> [WHAT IS EXPECTED] From the line with "box: [754, 1001, 963, 1230]" to the line with "negative clicks: (723, 846)", retype every line exactly, including those two, and leave out the rest of the data below.

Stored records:
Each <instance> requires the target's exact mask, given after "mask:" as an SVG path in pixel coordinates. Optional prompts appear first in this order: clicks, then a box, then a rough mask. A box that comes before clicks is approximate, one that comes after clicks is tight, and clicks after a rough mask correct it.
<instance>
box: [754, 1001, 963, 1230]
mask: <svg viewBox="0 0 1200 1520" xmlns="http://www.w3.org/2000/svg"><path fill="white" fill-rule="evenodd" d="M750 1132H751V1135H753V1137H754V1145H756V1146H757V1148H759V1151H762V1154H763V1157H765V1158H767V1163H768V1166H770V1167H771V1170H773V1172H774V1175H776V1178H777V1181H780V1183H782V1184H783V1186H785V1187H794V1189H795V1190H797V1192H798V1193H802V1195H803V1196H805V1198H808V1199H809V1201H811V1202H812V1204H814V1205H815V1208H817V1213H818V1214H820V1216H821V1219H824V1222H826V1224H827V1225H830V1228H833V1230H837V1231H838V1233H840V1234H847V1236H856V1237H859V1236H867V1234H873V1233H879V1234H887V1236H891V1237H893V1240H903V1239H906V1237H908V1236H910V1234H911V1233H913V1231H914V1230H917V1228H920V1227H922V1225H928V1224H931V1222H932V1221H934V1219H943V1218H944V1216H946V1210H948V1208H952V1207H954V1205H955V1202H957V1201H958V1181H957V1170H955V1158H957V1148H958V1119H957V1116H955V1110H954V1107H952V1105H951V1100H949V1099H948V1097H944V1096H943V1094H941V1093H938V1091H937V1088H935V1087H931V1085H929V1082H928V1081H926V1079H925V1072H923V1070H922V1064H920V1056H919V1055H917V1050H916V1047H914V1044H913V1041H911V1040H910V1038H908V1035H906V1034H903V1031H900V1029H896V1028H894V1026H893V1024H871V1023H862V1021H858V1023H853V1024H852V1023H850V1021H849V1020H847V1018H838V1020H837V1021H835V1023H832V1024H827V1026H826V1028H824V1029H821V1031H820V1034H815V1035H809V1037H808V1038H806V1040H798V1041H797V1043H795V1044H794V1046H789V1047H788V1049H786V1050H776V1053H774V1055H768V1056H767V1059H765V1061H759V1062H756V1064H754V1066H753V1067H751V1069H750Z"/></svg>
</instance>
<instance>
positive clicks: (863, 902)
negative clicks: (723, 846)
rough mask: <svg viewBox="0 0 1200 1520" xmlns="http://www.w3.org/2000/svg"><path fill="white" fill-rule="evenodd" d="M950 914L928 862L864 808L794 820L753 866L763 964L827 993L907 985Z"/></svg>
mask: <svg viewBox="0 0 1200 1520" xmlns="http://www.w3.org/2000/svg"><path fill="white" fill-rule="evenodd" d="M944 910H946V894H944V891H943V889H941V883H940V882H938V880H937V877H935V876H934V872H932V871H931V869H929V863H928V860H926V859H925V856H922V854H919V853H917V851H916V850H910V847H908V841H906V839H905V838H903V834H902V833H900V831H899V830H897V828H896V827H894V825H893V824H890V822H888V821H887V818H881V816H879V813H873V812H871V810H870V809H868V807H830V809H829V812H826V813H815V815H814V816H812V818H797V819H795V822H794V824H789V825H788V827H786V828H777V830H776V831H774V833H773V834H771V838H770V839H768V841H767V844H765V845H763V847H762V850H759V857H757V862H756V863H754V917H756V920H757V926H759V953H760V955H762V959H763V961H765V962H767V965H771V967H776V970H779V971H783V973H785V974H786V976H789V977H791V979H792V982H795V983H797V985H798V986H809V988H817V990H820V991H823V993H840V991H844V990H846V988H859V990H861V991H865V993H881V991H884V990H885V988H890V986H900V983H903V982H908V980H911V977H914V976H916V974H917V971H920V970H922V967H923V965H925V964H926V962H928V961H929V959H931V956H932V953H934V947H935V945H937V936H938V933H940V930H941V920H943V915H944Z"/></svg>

> [EXERCISE RESULT]
box: [754, 1001, 963, 1230]
mask: <svg viewBox="0 0 1200 1520" xmlns="http://www.w3.org/2000/svg"><path fill="white" fill-rule="evenodd" d="M750 1132H751V1135H753V1137H754V1145H756V1146H757V1148H759V1151H762V1154H763V1157H765V1158H767V1163H768V1166H770V1167H771V1170H773V1172H774V1175H776V1178H777V1181H780V1183H782V1184H783V1186H785V1187H794V1189H795V1190H797V1192H798V1193H802V1195H803V1196H805V1198H808V1199H809V1201H811V1202H812V1204H814V1205H815V1208H817V1213H818V1214H820V1216H821V1219H824V1222H826V1224H827V1225H830V1228H833V1230H837V1231H838V1233H840V1234H847V1236H856V1237H859V1236H867V1234H873V1233H879V1234H887V1236H891V1237H893V1240H903V1239H906V1237H908V1236H910V1234H911V1233H913V1231H914V1230H917V1228H920V1227H922V1225H928V1224H931V1222H932V1221H934V1219H943V1218H944V1216H946V1210H948V1208H952V1207H954V1205H955V1202H957V1201H958V1181H957V1170H955V1158H957V1148H958V1119H957V1116H955V1110H954V1107H952V1105H951V1100H949V1099H948V1097H944V1096H943V1094H941V1093H938V1091H937V1088H935V1087H931V1085H929V1082H928V1081H926V1079H925V1072H923V1070H922V1064H920V1056H919V1055H917V1050H916V1047H914V1044H913V1041H911V1040H910V1038H908V1035H906V1034H903V1031H900V1029H896V1028H894V1026H893V1024H871V1023H862V1021H858V1023H853V1024H852V1023H850V1021H849V1020H847V1018H838V1020H837V1021H835V1023H832V1024H827V1026H826V1028H824V1029H821V1031H820V1034H815V1035H809V1037H808V1038H806V1040H798V1041H797V1043H795V1044H794V1046H789V1047H788V1049H786V1050H776V1053H774V1055H768V1056H767V1059H765V1061H759V1062H756V1064H754V1066H753V1067H751V1069H750Z"/></svg>
</instance>
<instance>
positive clicks: (863, 902)
negative clicks: (723, 846)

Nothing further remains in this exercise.